* [Texte de la page]
※
Par Me Rachel SAADA et Nicolas VIARD du cabinet L’ATELIER DES DROITS, avocats au Barreau de Paris, 20 Rue Saint Martin – 75004 PARIS (01 42 78 60 34), avec la participation de Caroline Le CALVEZ, élève-magistrate.
Problématique : Le nombre de litiges relatifs à la formation du contrat de travail montre qu’il n’est pas toujours aisé de caractériser la notion de promesse d’embauche, tant pour les employeurs que pour les candidats à l’emploi ; les premiers soutenant que leurs propos ne constituaient que de simples pourparlers d’embauche, ou encore une offre d’embauche ; les seconds prétendant, au contraire, avoir bénéficié d’une véritable promesse d’embauche. En présence de tels litiges, il est donc essentiel de pouvoir cerner les différents concepts.
La situation particulière liée à l’épidémie de covid-19 met en lumière, notamment dans le secteur de l’audiovisuel et du cinéma, le fait que certains employeurs ont refusé le bénéfice du chômage partiel à des salariés, au motif qu’ils n’avaient pas encore signé leur contrat, alors pourtant qu’une promesse d’embauche a pu être conclue.
※
* [Détails de la tâche] Pouvez-vous prolonger le texte sur la promesse d'embauche à partir de sa dernière phrase ?

* [Section des données]
※
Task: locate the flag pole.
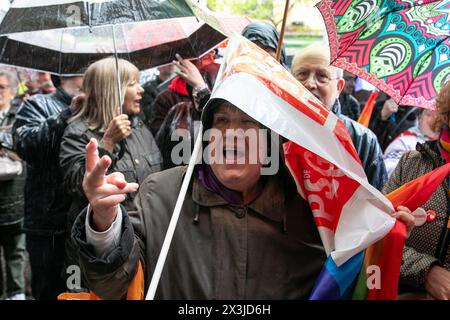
※
* [Résultat de l'exercice]
En l’état du droit actuel :
Le contrat de travail est soumis aux règles de droit commun des obligations qui a été réformé fin 2016. Le contrat se forme dès l’échange des consentements du salarié et de l’employeur. L’analyse de l’échange des consentements appelle quelques précisions.
Désormais, depuis la réforme de 2016, la promesse d’embauche ne vaut plus systématiquement contrat de travail comme auparavant (Soc. 15 décembre 2010, n°0842.951). Depuis un arrêt du 21 septembre 2017, appliquant la réforme, il faut distinguer l’offre et la promesse unilatérale de contrat de travail (Soc. 21 septembre 2017, n°1620.103).
D’un côté on trouve l’offre de contrat (articles 1114 et suivants du code civil). Elle constitue une manifestation unilatérale de volonté qui engage son auteur (l’employeur) si elle détermine les éléments essentiels de l’emploi (emploi proposé, rémunération, date d’entrée en fonction…) et qu’elle exprime la volonté de son auteur d’être lié en cas d’acceptation. Cependant, elle peut être librement rétractée tant qu’elle n’est pas parvenue à son destinataire (le salarié) et sa rétractation dans le délai qui avait été laissé au salarié pour l’accepter ou à défaut dans un délai raisonnable, n’engage que la responsabilité extracontractuelle de l’employeur. Le salarié ne peut pas se prévaloir d’un contrat de travail.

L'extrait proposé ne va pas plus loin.